### Exercise requirements
How many lines in this data contain the string "headscarf"? Reply with the number only.
---------- Stored data
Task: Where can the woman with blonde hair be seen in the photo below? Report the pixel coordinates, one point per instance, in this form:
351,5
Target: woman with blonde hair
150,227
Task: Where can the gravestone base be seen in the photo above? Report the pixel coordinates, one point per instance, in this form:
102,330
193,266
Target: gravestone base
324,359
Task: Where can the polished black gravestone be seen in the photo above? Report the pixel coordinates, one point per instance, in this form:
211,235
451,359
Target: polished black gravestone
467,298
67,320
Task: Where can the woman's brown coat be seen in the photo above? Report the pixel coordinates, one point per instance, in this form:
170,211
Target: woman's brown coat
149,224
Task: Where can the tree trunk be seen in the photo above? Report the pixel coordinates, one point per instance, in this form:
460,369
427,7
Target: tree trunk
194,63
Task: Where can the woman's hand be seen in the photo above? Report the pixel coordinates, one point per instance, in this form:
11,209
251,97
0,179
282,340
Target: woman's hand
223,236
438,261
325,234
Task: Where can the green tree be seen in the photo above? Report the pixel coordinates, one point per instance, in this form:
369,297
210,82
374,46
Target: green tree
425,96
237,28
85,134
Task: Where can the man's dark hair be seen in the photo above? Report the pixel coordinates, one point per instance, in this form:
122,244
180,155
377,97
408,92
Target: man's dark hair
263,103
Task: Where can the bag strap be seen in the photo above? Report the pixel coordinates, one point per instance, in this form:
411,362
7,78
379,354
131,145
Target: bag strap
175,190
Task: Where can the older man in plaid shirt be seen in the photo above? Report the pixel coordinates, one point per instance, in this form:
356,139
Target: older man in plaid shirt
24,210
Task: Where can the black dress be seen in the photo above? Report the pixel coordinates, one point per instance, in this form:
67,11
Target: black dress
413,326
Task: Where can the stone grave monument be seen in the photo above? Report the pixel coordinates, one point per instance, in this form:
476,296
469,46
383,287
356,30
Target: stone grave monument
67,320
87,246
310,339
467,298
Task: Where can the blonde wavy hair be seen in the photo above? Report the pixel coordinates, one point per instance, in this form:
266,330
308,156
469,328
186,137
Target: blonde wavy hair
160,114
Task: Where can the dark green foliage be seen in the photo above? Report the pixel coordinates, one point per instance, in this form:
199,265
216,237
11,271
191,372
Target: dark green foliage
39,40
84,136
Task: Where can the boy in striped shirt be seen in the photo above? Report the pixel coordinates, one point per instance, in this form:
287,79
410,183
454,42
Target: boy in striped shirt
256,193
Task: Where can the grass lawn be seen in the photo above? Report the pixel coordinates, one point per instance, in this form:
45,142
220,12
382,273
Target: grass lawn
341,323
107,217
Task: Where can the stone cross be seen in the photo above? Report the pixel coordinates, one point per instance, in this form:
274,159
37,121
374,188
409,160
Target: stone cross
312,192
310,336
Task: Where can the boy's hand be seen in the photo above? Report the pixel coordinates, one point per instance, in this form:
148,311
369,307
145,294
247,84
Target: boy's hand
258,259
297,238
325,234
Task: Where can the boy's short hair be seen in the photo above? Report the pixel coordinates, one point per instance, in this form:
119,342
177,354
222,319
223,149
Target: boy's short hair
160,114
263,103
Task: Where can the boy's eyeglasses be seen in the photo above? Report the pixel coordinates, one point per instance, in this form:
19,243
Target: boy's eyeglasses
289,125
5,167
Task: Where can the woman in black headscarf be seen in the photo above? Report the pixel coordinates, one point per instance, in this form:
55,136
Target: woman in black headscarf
--------------------
### Solution to the problem
2